---------- Supplied records
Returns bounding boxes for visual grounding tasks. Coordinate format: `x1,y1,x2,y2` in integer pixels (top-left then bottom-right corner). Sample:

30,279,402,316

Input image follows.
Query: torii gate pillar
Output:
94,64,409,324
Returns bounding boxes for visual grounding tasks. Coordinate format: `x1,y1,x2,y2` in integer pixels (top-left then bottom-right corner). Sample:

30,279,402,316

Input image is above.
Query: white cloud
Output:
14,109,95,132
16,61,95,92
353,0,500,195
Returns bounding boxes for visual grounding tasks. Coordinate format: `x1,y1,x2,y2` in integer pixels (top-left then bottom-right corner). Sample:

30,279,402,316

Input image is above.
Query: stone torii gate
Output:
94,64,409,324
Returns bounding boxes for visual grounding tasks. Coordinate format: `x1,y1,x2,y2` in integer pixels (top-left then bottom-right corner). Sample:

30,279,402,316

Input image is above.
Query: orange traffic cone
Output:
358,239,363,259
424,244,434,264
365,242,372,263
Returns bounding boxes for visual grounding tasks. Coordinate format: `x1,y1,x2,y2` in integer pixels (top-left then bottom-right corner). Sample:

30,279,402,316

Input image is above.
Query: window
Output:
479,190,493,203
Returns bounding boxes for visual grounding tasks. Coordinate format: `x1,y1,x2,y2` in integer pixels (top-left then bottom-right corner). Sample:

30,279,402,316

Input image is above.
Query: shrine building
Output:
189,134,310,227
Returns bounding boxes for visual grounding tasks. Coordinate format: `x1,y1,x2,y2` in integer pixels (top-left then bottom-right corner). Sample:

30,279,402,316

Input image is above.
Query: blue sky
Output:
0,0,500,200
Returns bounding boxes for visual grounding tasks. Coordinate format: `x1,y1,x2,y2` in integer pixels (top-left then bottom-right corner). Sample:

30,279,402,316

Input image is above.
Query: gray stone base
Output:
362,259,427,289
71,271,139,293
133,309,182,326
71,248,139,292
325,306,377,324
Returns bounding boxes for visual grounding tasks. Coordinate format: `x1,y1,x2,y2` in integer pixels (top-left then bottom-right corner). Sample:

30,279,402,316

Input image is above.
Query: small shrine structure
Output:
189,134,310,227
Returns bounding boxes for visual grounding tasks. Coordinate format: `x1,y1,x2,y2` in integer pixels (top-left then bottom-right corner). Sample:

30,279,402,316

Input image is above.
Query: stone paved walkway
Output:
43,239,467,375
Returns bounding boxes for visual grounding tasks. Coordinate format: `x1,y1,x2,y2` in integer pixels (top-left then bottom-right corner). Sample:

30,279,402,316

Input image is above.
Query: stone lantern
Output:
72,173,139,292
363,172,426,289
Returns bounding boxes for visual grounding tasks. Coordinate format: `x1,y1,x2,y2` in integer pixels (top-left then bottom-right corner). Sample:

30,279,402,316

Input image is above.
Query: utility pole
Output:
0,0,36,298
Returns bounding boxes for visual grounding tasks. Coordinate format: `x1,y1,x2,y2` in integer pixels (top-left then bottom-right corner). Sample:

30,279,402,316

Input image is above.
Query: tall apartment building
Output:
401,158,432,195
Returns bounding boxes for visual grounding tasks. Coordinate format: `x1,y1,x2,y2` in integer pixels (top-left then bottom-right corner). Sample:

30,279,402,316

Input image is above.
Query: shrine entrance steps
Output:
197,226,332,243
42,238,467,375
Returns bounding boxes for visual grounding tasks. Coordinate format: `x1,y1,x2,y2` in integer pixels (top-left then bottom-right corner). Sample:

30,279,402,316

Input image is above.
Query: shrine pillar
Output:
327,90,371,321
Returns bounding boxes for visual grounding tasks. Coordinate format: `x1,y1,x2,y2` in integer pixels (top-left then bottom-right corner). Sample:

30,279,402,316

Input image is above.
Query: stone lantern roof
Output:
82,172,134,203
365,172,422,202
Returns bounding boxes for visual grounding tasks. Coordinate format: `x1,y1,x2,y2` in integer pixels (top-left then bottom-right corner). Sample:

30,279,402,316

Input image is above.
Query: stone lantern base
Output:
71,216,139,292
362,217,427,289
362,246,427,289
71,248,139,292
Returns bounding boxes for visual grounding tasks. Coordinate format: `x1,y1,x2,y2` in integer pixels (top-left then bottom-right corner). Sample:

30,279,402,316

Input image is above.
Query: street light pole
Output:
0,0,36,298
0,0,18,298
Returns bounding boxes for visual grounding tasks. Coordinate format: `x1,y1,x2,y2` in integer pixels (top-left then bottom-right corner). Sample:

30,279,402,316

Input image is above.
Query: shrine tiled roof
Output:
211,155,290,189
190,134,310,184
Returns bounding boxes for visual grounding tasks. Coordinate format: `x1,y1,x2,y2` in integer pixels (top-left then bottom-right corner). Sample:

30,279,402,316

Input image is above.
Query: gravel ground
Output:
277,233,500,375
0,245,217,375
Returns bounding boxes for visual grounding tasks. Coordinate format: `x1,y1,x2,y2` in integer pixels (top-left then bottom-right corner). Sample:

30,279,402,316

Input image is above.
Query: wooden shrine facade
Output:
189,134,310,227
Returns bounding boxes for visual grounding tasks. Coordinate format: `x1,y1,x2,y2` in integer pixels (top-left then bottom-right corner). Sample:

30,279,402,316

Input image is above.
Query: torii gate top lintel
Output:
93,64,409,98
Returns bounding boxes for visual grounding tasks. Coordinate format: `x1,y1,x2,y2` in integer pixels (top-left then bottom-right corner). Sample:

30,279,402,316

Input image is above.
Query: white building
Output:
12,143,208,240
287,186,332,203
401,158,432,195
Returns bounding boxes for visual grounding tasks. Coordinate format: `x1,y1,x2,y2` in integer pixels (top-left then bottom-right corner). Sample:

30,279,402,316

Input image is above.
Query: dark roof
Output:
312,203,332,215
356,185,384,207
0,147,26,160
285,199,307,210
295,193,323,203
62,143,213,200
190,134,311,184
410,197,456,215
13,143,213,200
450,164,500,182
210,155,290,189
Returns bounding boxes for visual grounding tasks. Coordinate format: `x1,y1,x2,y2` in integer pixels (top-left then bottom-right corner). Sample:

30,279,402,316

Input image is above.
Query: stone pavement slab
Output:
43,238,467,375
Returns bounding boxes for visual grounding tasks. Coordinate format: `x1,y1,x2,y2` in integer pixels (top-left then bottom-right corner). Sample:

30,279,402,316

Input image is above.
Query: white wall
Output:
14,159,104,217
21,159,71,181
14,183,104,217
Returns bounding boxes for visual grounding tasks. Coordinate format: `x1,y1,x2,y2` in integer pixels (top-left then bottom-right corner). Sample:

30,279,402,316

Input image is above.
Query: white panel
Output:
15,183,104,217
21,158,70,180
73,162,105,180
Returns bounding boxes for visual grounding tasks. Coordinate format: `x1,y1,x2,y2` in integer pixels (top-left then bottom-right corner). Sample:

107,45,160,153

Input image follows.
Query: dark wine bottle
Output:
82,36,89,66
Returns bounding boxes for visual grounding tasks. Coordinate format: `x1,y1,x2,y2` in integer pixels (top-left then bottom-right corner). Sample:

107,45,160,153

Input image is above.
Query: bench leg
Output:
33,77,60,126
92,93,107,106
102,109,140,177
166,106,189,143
--------------------
> [The request]
Number every line of the items above as a list, leaving out the blank lines.

> [Answer to the exercise]
1. Returns bounding boxes for visual grounding tasks. Coordinate format: `x1,y1,x2,y2` in integer pixels (top-left then bottom-right corner). Sample:
2. 30,279,402,316
3. Input image follows.
4. Query: torii gate pillar
5. Output:
6. 94,64,409,324
7. Returns bounding boxes for visual grounding tasks. Coordinate format: `x1,y1,x2,y2` in integer pixels (top-left then bottom-right corner). Sample:
8. 30,279,402,316
9. Input image is above.
10. Query: white cloud
11. Output:
12. 14,109,95,132
13. 16,61,95,92
14. 353,0,500,195
15. Returns bounding boxes for visual grounding tasks. Coordinate format: `x1,y1,x2,y2` in integer pixels (top-left then bottom-right corner). Sample:
16. 30,279,402,316
17. Input image is above.
18. Query: stone torii gate
19. Output:
20. 94,64,409,324
21. Returns bounding boxes for visual grounding tasks. Coordinate format: `x1,y1,x2,y2` in integer pixels (top-left then bottom-right corner). Sample:
22. 30,279,402,316
23. Input image is above.
24. Query: orange traffic cone
25. Output:
26. 358,239,363,259
27. 424,244,434,264
28. 365,242,372,263
29. Returns bounding boxes for visual grounding tasks. Coordinate format: `x1,y1,x2,y2` in integer pixels (top-left then bottom-right corner). Sample:
30. 30,279,402,316
31. Input image is above.
32. Query: window
33. Output:
34. 479,190,493,203
35. Returns bounding boxes for visual grounding tasks. Coordinate format: `x1,y1,x2,y2` in integer pixels (top-left then bottom-right corner). Sample:
36. 30,279,402,316
37. Input image is above.
38. Query: shrine building
39. Output:
40. 189,134,310,227
41. Returns bounding boxes for visual grounding tasks. Coordinate format: `x1,y1,x2,y2` in integer pixels (top-left then bottom-right corner). Sample:
42. 30,279,402,316
43. Input image is above.
44. Query: blue sky
45. Output:
46. 0,0,500,200
47. Returns bounding boxes for visual grounding tasks. Coordinate format: `x1,y1,x2,y2` in integer pixels (top-left then bottom-right corner). Sample:
48. 30,279,402,316
49. Input image is above.
50. Query: gray stone base
51. Output:
52. 362,259,427,289
53. 71,271,139,293
54. 133,309,182,326
55. 71,248,139,292
56. 325,306,377,324
57. Returns bounding boxes for visual grounding tasks. Coordinate format: `x1,y1,x2,y2` in integer pixels (top-left then bottom-right corner). Sample:
58. 30,279,402,316
59. Input image is above.
60. Query: small shrine structure
61. Output:
62. 189,134,310,227
63. Returns bounding boxes for visual grounding tasks. Coordinate format: `x1,y1,x2,y2` in integer pixels (top-left then bottom-right corner). Sample:
64. 30,279,402,316
65. Input image is above.
66. Query: stone paved walkway
67. Output:
68. 43,239,467,375
69. Returns bounding boxes for visual grounding tasks. Coordinate format: `x1,y1,x2,y2` in integer pixels (top-left then bottom-right corner). Sample:
70. 30,279,402,316
71. Input image is above.
72. Query: stone lantern
73. Output:
74. 72,173,139,292
75. 363,172,426,289
76. Returns bounding boxes for visual grounding tasks. Coordinate format: `x1,y1,x2,y2` in integer pixels (top-left then bottom-right corner). Sample:
77. 30,279,402,316
78. Input image is above.
79. Query: utility pole
80. Output:
81. 0,0,36,298
82. Returns bounding boxes for visual grounding tasks. Coordinate format: `x1,y1,x2,y2` in integer pixels (top-left then bottom-right corner). Sample:
83. 30,279,402,316
84. Input image is above.
85. Query: tall apartment building
86. Output:
87. 401,158,432,195
88. Returns bounding boxes for visual grounding tasks. Coordinate format: `x1,y1,x2,y2` in integer pixels (top-left then bottom-right corner). Sample:
89. 30,279,402,316
90. Input image is above.
91. Query: shrine entrance steps
92. Output:
93. 197,226,332,243
94. 42,238,467,375
95. Returns bounding boxes for visual grounding tasks. Coordinate format: `x1,y1,x2,y2` in integer pixels (top-left then bottom-right corner). Sample:
96. 30,279,402,316
97. Input image is above.
98. Query: shrine pillar
99. Output:
100. 327,90,371,321
101. Returns bounding boxes for visual grounding tasks. Coordinate format: `x1,y1,x2,y2` in integer pixels (top-left then bottom-right corner). Sample:
102. 30,279,402,316
103. Input image is above.
104. Query: stone lantern roof
105. Output:
106. 82,172,134,203
107. 365,172,422,202
108. Returns bounding boxes for visual grounding tasks. Coordinate format: `x1,y1,x2,y2` in integer pixels (top-left then bottom-right corner). Sample:
109. 30,279,402,316
110. Input image is above.
111. Query: stone lantern base
112. Output:
113. 71,216,139,292
114. 362,217,427,289
115. 362,246,427,289
116. 71,248,139,292
117. Returns bounding boxes for visual grounding tasks. Coordinate format: `x1,y1,x2,y2` in integer pixels (top-left then bottom-right corner). Sample:
118. 30,279,402,316
119. Input image is above.
120. Query: street light pole
121. Output:
122. 0,0,36,298
123. 0,0,18,298
124. Returns bounding boxes for visual grounding tasks. Coordinate format: `x1,y1,x2,y2` in integer pixels (top-left then bottom-right corner). Sample:
125. 30,279,402,316
126. Input image is above.
127. Query: shrine tiled roof
128. Output:
129. 211,155,290,189
130. 190,134,310,184
131. Returns bounding boxes for visual grounding tasks. Coordinate format: `x1,y1,x2,y2` in integer pixels (top-left then bottom-right corner). Sample:
132. 30,279,402,316
133. Input image is above.
134. Query: gravel ground
135. Output:
136. 277,233,500,375
137. 0,245,217,375
138. Returns bounding boxes for visual grounding tasks. Coordinate format: `x1,y1,x2,y2` in integer pixels (top-left then bottom-right corner). Sample:
139. 30,279,402,316
140. Input image is above.
141. Query: wooden shrine facade
142. Output:
143. 189,134,310,227
144. Returns bounding boxes for visual grounding tasks. Coordinate format: `x1,y1,x2,y2` in integer pixels (top-left then bottom-right corner). Sample:
145. 30,279,402,316
146. Input image is above.
147. Query: torii gate top lintel
148. Output:
149. 93,64,409,98
150. Returns bounding boxes for visual grounding tasks. Coordinate format: `x1,y1,x2,y2` in integer pixels (top-left then bottom-right corner). Sample:
151. 30,279,402,316
152. Input image is above.
153. Query: white building
154. Output:
155. 12,143,208,240
156. 287,186,332,203
157. 401,158,432,195
158. Returns bounding boxes for visual grounding tasks. Coordinate format: `x1,y1,x2,y2` in integer pixels (top-left then bottom-right corner). Sample:
159. 30,279,402,316
160. Input image is above.
161. Query: dark roof
162. Output:
163. 312,203,332,215
164. 356,185,384,207
165. 0,147,26,160
166. 285,199,307,210
167. 295,193,323,203
168. 62,143,213,200
169. 190,134,311,184
170. 410,197,456,215
171. 13,143,213,200
172. 450,164,500,182
173. 210,155,290,189
174. Returns bounding boxes for visual grounding tasks. Coordinate format: `x1,y1,x2,y2` in integer pixels (top-left then bottom-right corner). Sample:
175. 30,279,402,316
176. Input image is above.
177. Query: stone pavement slab
178. Output:
179. 43,238,467,375
180. Returns bounding boxes for visual grounding tasks. Coordinate format: `x1,y1,x2,y2` in integer pixels (top-left then bottom-right corner). Sample:
181. 30,279,402,316
182. Input image is above.
183. Query: white wall
184. Output:
185. 14,159,104,217
186. 21,159,71,181
187. 14,183,104,217
188. Returns bounding boxes for visual grounding tasks. Coordinate format: `x1,y1,x2,y2` in integer pixels (top-left then bottom-right corner). Sample:
189. 30,279,402,316
190. Input image is above.
191. Query: white panel
192. Output:
193. 15,183,104,217
194. 21,158,70,180
195. 73,162,105,180
196. Returns bounding boxes for visual grounding tasks. Coordinate format: `x1,y1,x2,y2` in integer pixels (top-left then bottom-right corner). Sample:
197. 107,45,160,153
198. Input image follows.
199. Query: dark wine bottle
200. Output:
201. 82,36,89,66
202. Returns bounding boxes for visual grounding tasks. Coordinate format: `x1,y1,x2,y2` in integer pixels (top-left then bottom-right corner). Sample:
203. 107,45,160,153
204. Input image is above.
205. Query: bench leg
206. Output:
207. 33,77,60,126
208. 92,93,107,106
209. 102,109,140,177
210. 166,106,189,143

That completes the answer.